--- Einträge zum Zeigen und Beschriften ---
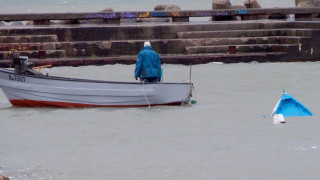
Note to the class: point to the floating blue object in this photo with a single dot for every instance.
(289, 106)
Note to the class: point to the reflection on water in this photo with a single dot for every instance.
(224, 136)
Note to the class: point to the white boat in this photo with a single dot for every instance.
(42, 91)
(288, 106)
(24, 86)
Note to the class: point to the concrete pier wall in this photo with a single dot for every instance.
(183, 42)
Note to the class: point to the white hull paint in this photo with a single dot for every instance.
(42, 91)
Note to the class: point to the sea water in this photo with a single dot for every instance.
(228, 134)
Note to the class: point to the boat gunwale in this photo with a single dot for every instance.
(8, 71)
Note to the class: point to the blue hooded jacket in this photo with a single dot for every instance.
(148, 64)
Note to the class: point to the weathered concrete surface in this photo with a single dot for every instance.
(168, 59)
(244, 48)
(222, 4)
(307, 3)
(3, 177)
(28, 38)
(179, 40)
(160, 7)
(35, 54)
(244, 33)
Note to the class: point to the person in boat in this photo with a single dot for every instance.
(148, 65)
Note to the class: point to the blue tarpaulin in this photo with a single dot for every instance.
(289, 106)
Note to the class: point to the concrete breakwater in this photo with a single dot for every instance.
(176, 42)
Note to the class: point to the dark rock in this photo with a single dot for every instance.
(221, 4)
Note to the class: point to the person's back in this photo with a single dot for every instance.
(148, 65)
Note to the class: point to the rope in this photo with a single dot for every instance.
(145, 95)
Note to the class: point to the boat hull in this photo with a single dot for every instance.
(42, 91)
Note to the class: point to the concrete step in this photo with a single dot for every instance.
(30, 46)
(28, 38)
(244, 48)
(140, 31)
(35, 54)
(167, 59)
(244, 33)
(166, 46)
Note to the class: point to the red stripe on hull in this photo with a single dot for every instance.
(33, 103)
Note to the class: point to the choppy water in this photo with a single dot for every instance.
(223, 136)
(45, 6)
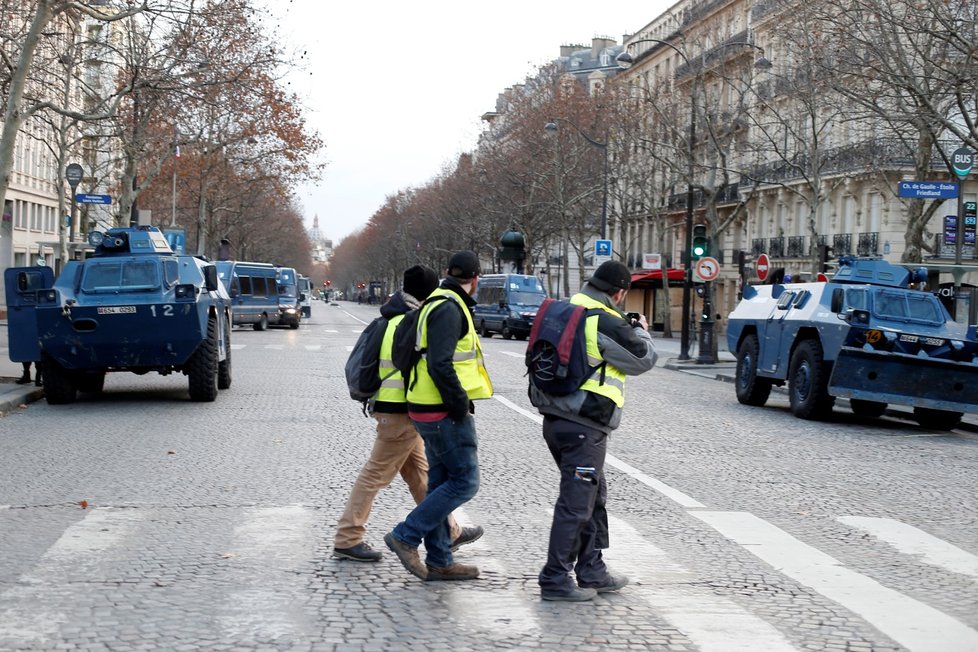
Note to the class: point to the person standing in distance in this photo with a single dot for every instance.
(398, 447)
(576, 428)
(450, 375)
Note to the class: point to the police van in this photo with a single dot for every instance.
(253, 288)
(506, 304)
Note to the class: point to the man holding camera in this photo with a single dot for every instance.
(576, 428)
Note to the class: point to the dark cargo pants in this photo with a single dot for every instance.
(580, 525)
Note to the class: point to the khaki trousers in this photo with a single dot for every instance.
(397, 449)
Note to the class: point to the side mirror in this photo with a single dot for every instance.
(838, 296)
(210, 278)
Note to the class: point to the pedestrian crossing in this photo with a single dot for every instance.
(263, 585)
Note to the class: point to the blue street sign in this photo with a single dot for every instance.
(93, 199)
(928, 189)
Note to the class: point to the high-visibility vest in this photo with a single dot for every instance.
(392, 382)
(467, 359)
(611, 383)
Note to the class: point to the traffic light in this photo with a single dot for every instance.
(824, 253)
(701, 244)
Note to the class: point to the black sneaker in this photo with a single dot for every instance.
(576, 594)
(360, 552)
(467, 535)
(611, 583)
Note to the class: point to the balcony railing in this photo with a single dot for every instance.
(875, 154)
(867, 244)
(796, 246)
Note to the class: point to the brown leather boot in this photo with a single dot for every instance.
(453, 572)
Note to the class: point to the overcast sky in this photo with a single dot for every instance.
(396, 88)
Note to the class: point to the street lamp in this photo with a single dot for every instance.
(553, 128)
(625, 61)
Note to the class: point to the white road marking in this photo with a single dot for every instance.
(912, 541)
(673, 494)
(32, 621)
(267, 548)
(710, 621)
(499, 608)
(909, 622)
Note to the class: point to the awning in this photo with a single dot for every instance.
(655, 275)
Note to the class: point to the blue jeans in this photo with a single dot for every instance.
(453, 479)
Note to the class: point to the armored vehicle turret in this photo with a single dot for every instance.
(869, 334)
(134, 305)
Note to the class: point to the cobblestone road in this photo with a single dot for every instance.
(209, 526)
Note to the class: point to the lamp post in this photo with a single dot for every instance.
(625, 61)
(553, 128)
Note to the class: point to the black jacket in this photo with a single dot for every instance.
(446, 326)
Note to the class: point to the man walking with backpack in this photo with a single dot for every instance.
(449, 375)
(398, 447)
(576, 427)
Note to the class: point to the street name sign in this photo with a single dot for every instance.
(93, 199)
(928, 189)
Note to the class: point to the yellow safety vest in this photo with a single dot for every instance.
(392, 384)
(612, 385)
(467, 360)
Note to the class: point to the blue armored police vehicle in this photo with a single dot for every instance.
(134, 305)
(867, 335)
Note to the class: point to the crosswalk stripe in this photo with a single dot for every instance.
(711, 621)
(499, 608)
(912, 541)
(267, 547)
(33, 621)
(909, 622)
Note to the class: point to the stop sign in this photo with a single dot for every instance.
(763, 266)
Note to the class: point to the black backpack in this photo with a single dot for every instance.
(406, 351)
(363, 366)
(556, 354)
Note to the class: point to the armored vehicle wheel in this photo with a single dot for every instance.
(59, 387)
(750, 389)
(91, 382)
(863, 408)
(224, 366)
(808, 378)
(926, 417)
(202, 367)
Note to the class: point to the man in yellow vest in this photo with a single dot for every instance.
(449, 376)
(398, 447)
(576, 428)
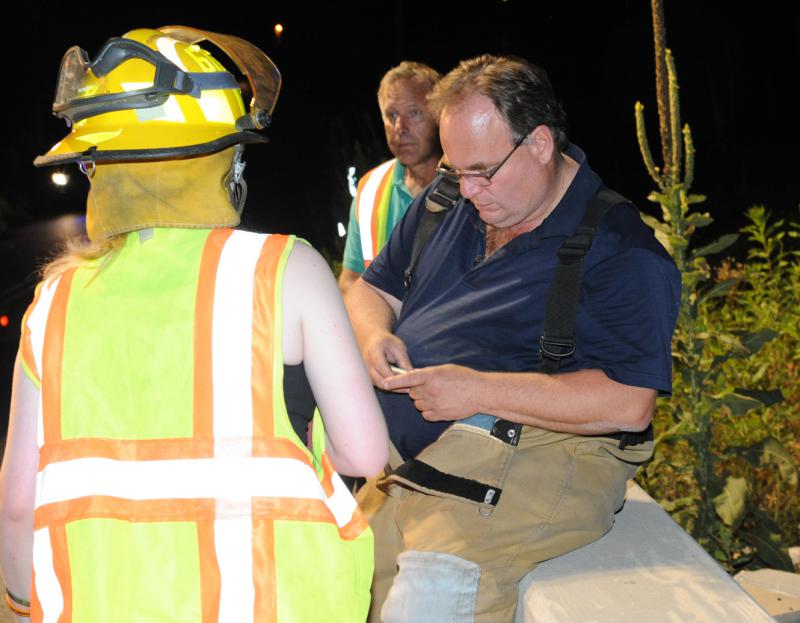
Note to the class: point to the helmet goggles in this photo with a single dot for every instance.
(157, 95)
(73, 101)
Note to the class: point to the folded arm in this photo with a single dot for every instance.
(583, 402)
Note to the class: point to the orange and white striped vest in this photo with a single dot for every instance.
(372, 209)
(171, 485)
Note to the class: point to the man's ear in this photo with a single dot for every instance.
(542, 144)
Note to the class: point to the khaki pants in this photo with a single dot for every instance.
(459, 562)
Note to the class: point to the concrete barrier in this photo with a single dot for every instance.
(647, 569)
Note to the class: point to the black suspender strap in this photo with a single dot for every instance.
(442, 197)
(558, 334)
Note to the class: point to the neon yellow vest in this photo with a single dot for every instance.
(171, 485)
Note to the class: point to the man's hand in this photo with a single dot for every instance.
(381, 351)
(447, 392)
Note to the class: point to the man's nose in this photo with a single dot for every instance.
(400, 125)
(468, 187)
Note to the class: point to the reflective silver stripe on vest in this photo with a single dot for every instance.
(365, 206)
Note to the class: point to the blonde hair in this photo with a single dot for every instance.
(81, 252)
(412, 71)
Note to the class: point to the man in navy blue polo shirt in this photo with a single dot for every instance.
(460, 348)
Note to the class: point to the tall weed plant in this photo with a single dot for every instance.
(725, 461)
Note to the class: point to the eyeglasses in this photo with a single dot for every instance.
(479, 178)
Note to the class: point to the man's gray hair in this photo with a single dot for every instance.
(412, 71)
(521, 92)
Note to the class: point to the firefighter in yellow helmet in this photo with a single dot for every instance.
(158, 465)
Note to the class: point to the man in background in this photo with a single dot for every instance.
(385, 192)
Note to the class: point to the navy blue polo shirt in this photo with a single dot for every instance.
(488, 314)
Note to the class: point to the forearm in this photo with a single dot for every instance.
(582, 402)
(16, 552)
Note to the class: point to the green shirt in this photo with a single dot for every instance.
(399, 200)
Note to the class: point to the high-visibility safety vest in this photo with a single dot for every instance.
(372, 208)
(171, 485)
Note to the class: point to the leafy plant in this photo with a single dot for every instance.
(703, 474)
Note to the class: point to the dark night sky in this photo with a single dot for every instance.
(734, 66)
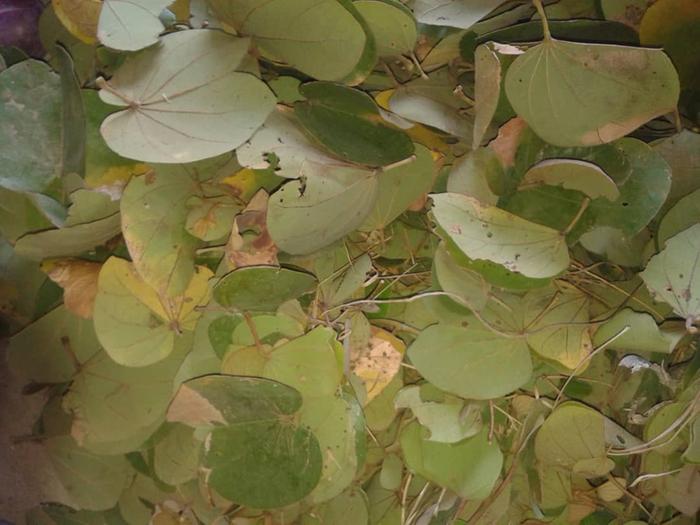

--- Vorgegebenes Ziel ---
Führe jede Zeile der Datensätze auf, in der das Wort „concrete“ vorkommt, und übernimm sie wörtlich. Groß- und Kleinschreibung zählt.

--- Übungslösung ---
Note to the class: point to the concrete pier wall in this photo with a single dot for every instance.
Note to the class: point to the weathered concrete surface in this photo with a single dot for every instance.
Note to the class: point to the concrete breakwater in this photo with a single dot for every instance.
Note to the class: point to the concrete step in this photo with a single dot for every instance.
Note to the class: point to the concrete barrier in this photo with a single dot for every instance.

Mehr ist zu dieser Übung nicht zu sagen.